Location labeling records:
__________________________________________________

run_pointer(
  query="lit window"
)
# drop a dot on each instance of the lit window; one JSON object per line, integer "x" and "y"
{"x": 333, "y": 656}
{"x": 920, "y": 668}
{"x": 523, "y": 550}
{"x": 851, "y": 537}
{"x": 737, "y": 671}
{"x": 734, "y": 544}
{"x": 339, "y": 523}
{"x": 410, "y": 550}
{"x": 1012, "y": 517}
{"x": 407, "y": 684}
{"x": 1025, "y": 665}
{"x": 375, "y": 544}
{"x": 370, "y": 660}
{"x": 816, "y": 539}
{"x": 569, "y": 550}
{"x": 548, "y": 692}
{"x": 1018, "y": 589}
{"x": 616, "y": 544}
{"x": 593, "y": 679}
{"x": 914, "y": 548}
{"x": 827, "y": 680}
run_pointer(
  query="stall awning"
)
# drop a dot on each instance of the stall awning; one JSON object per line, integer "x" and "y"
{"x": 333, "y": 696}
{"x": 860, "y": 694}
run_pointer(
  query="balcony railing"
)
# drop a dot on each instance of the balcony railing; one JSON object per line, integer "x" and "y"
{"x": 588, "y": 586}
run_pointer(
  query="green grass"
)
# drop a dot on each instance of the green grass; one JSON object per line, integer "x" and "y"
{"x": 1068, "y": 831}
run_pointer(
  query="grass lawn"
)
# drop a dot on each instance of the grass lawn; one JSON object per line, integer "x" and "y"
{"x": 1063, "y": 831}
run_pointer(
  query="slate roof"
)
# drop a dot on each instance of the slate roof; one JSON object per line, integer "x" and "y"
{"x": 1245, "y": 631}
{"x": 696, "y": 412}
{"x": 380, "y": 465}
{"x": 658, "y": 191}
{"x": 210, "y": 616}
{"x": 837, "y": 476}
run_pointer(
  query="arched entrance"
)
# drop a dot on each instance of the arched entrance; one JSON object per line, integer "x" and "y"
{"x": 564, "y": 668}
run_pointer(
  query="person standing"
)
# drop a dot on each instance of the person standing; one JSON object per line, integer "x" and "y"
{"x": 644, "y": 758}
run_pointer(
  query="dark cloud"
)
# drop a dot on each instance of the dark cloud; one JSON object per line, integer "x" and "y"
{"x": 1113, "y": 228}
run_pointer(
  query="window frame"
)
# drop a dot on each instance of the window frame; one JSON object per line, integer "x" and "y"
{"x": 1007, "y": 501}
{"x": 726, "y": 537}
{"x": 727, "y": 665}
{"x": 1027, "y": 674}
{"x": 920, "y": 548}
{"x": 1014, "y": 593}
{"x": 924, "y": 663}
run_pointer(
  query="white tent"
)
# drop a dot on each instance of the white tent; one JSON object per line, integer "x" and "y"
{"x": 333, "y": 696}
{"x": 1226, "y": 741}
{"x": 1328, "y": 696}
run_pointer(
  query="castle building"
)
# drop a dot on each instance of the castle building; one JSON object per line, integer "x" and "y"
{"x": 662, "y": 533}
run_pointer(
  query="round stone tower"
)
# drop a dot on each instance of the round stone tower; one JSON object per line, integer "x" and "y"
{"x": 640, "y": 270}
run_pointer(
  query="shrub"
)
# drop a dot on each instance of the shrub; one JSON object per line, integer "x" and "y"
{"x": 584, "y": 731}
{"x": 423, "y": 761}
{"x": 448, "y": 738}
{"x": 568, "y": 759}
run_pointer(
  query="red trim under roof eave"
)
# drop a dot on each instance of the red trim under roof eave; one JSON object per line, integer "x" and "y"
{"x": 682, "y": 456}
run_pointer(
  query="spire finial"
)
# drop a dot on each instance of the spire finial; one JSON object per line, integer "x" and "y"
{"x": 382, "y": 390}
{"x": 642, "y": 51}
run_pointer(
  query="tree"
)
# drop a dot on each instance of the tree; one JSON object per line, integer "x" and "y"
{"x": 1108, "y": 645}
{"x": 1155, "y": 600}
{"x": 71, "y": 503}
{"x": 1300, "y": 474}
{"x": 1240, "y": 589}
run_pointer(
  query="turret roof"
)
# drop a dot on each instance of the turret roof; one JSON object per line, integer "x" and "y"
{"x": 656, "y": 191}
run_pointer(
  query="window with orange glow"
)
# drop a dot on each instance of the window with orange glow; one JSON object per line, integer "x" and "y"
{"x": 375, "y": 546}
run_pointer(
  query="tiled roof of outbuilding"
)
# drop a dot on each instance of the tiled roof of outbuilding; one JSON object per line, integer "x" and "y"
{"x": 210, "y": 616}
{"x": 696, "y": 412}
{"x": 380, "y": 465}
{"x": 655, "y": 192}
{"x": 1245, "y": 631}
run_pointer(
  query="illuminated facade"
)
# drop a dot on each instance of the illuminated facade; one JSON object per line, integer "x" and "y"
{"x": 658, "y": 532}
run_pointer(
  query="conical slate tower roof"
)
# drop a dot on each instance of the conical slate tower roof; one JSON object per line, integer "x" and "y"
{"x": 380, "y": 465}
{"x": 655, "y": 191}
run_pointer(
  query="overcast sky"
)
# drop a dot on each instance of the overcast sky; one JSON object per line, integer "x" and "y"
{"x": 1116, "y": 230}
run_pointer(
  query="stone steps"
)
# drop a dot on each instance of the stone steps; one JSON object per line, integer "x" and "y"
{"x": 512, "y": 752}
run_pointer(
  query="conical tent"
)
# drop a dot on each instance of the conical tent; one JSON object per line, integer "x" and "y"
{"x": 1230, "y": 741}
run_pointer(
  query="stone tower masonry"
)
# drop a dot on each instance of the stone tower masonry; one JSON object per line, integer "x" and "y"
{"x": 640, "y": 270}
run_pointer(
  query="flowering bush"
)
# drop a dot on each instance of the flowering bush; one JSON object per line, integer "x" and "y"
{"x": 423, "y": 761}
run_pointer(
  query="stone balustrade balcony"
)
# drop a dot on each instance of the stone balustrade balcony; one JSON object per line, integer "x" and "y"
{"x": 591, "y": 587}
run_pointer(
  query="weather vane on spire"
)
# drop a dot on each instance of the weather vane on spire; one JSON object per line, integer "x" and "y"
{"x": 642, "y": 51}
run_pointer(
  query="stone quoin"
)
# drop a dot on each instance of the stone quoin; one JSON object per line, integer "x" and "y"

__________________________________________________

# Aim
Return each entry from above without altering a single character.

# Result below
run_pointer(
  query="lit window"
)
# drop a dot on each instance of the lit window; one JSON object per line, integer "x" and "y"
{"x": 333, "y": 656}
{"x": 920, "y": 668}
{"x": 523, "y": 550}
{"x": 851, "y": 537}
{"x": 737, "y": 671}
{"x": 734, "y": 544}
{"x": 339, "y": 523}
{"x": 410, "y": 550}
{"x": 1012, "y": 517}
{"x": 407, "y": 684}
{"x": 1025, "y": 665}
{"x": 375, "y": 544}
{"x": 370, "y": 660}
{"x": 816, "y": 539}
{"x": 569, "y": 550}
{"x": 548, "y": 692}
{"x": 1018, "y": 589}
{"x": 616, "y": 544}
{"x": 593, "y": 679}
{"x": 914, "y": 548}
{"x": 827, "y": 680}
run_pointer(
  query="stall awning"
)
# drop a dot on each instance of the stall awning; one JSON object per line, integer "x" and "y"
{"x": 333, "y": 696}
{"x": 860, "y": 694}
run_pointer(
  query="balcony railing"
)
# drop a dot on each instance of the balcony railing; one JSON object per line, integer "x" and "y"
{"x": 588, "y": 586}
run_pointer(
  query="green grass"
)
# drop a dot on each instance of the green grass; one JSON object per line, integer "x" and "y"
{"x": 1068, "y": 831}
run_pointer(
  query="grass lawn"
)
# drop a dot on each instance of the grass lawn; one JSON object per line, integer "x" and "y"
{"x": 1063, "y": 831}
run_pointer(
  query="slate roof"
)
# drop a dot on each instance of the slate roof; one JSON object per line, integer "x" and "y"
{"x": 1245, "y": 631}
{"x": 696, "y": 412}
{"x": 380, "y": 465}
{"x": 658, "y": 191}
{"x": 210, "y": 616}
{"x": 837, "y": 476}
run_pointer(
  query="arched entrance"
)
# drop a dot on each instance of the arched entrance; one JSON object per line, integer "x" and "y"
{"x": 564, "y": 668}
run_pointer(
  query="person standing"
)
# drop a dot on each instance of the person standing; one JSON object per line, integer "x" and "y"
{"x": 644, "y": 758}
run_pointer(
  query="dark cloud"
)
# drop a dot on each instance of the dark cloud; one JSON object per line, integer "x" and "y"
{"x": 1113, "y": 228}
run_pointer(
  query="window frame"
)
# drop a dot on each instance of the window frame; one JSON object per line, integer "x" and "y"
{"x": 1007, "y": 501}
{"x": 726, "y": 537}
{"x": 727, "y": 665}
{"x": 1027, "y": 674}
{"x": 920, "y": 548}
{"x": 1014, "y": 593}
{"x": 924, "y": 663}
run_pointer(
  query="white tent"
)
# drop a dot on each instance of the white tent; one JSON object per line, integer "x" and "y"
{"x": 333, "y": 696}
{"x": 1226, "y": 741}
{"x": 1328, "y": 696}
run_pointer(
  query="castle building"
)
# drop a dot on each instance of the castle building; one JSON object per line, integer "x" and "y"
{"x": 662, "y": 533}
run_pointer(
  query="round stone tower"
)
# drop a dot on each instance of the round stone tower; one JSON object per line, integer "x" and "y"
{"x": 640, "y": 270}
run_pointer(
  query="shrub"
)
# drop a dot on each instance of the shrub; one JSON object per line, integer "x" and "y"
{"x": 584, "y": 731}
{"x": 423, "y": 761}
{"x": 448, "y": 738}
{"x": 568, "y": 759}
run_pointer(
  query="red trim under roof eave"
)
# drop a dot on each instance of the red trim under roof eave; one JSON object per line, integer "x" and "y"
{"x": 682, "y": 456}
run_pointer(
  query="spire finial"
)
# drop a dot on each instance of the spire finial; one JSON object per line, integer "x" and "y"
{"x": 382, "y": 390}
{"x": 642, "y": 51}
run_pointer(
  query="tree"
)
# drop a dot on each instance of the tree; one JSON object per line, integer "x" and "y"
{"x": 1108, "y": 645}
{"x": 1155, "y": 600}
{"x": 71, "y": 503}
{"x": 1300, "y": 474}
{"x": 1240, "y": 589}
run_pointer(
  query="turret roof"
)
# drop a dot on each instance of the turret roof; one JSON object per line, integer "x" and "y"
{"x": 656, "y": 191}
run_pointer(
  query="window with orange glow"
)
# drop a dot on each instance of the window with orange glow; one JSON object per line, integer "x" and "y"
{"x": 375, "y": 546}
run_pointer(
  query="tiled roof of outbuilding"
)
# drop a dot on each instance of the tiled roof of outbuilding; one JSON object per line, integer "x" and "y"
{"x": 210, "y": 616}
{"x": 696, "y": 412}
{"x": 380, "y": 465}
{"x": 655, "y": 192}
{"x": 1245, "y": 631}
run_pointer(
  query="illuminated facade"
)
# drop a dot on each instance of the illuminated facade; one JSON object per line, integer "x" and "y"
{"x": 658, "y": 532}
run_pointer(
  query="conical slate tower roof"
)
# drop a dot on each instance of the conical slate tower roof; one JSON object per line, integer "x" and "y"
{"x": 380, "y": 465}
{"x": 655, "y": 191}
run_pointer(
  query="overcast sky"
)
# drop a dot on each instance of the overcast sky; one JSON object per line, integer "x" and "y"
{"x": 1116, "y": 230}
run_pointer(
  query="stone steps"
)
# drop a dot on each instance of the stone steps; one JSON object per line, integer "x" and "y"
{"x": 512, "y": 752}
run_pointer(
  query="conical tent"
)
# drop a dot on each instance of the conical tent; one JSON object per line, integer "x" and "y"
{"x": 1230, "y": 741}
run_pointer(
  query="stone tower masonry"
)
# drop a dot on each instance of the stone tower masonry; one JSON object per line, integer "x" and "y"
{"x": 640, "y": 270}
run_pointer(
  query="flowering bush"
)
# drop a dot on each instance of the flowering bush; one JSON object per line, integer "x" and "y"
{"x": 423, "y": 761}
run_pointer(
  query="stone balustrade balcony"
)
# drop a dot on each instance of the stone balustrade balcony; one JSON object per line, integer "x" and "y"
{"x": 591, "y": 587}
run_pointer(
  query="weather vane on spire"
)
# drop a dot on each instance of the weather vane on spire; one JSON object per line, integer "x" and "y"
{"x": 642, "y": 51}
run_pointer(
  query="stone quoin"
)
# drop a dot on each instance of the stone quoin; one JSON object per line, integer "x" and "y"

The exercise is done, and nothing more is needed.